*SOURCE MATERIAL*:
=====

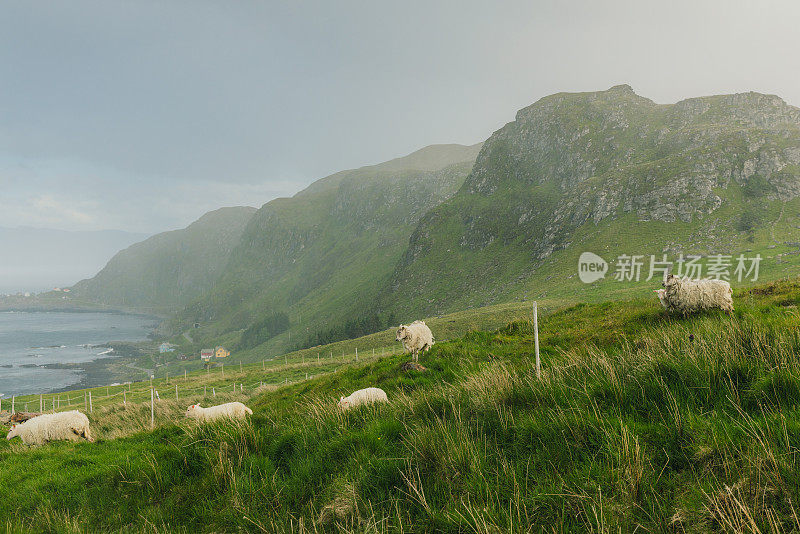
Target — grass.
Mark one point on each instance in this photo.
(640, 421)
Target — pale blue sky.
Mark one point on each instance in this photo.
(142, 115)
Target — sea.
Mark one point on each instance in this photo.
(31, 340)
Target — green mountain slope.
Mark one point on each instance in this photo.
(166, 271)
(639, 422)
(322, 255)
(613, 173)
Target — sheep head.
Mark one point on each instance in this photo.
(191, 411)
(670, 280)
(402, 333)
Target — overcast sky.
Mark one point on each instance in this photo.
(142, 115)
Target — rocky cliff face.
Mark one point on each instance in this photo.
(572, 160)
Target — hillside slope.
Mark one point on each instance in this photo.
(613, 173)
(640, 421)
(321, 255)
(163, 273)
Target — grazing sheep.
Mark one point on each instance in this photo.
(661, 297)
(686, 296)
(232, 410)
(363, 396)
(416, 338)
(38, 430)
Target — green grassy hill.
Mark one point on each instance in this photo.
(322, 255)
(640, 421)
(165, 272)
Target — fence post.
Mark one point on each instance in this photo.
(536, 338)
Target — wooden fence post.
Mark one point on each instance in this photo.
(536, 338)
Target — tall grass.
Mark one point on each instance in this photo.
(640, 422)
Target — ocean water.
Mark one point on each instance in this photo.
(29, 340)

=====

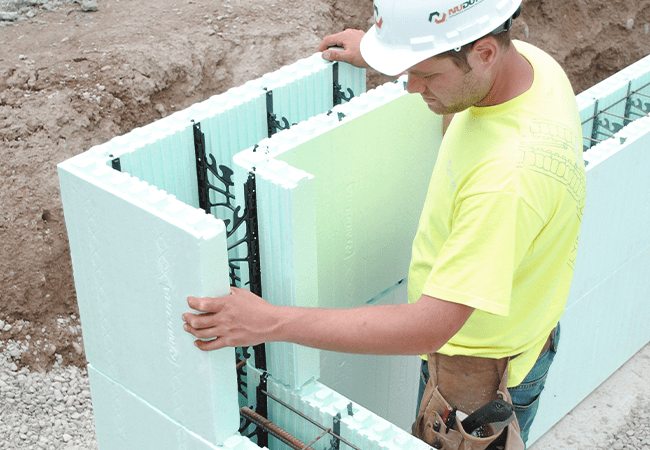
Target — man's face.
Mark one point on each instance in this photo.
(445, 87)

=====

*WHAT IS REQUIRED*: From the line containing "Target — grass." down to the line containing "Target — hillside slope." in the material above, reproduce every line exactly, including the two end lines.

*YOUR SOLUTION*:
Target — grass.
Mark one point on each instance in this photo.
(640, 421)
Target — pale blue sky.
Mark one point on each instance in this photo.
(142, 115)
Target — sea.
Mark one point on each instance in this photo.
(31, 340)
Target — green mountain slope.
Mark one point on each instance in this photo.
(166, 271)
(639, 422)
(322, 255)
(613, 173)
Target — sheep head.
Mark one point on each instance in this photo.
(191, 411)
(670, 280)
(402, 333)
Target — overcast sky.
Mark one point on each instance in this photo.
(142, 115)
Target — rocky cliff face.
Mark one point on each instance in this photo.
(572, 160)
Target — hillside slope.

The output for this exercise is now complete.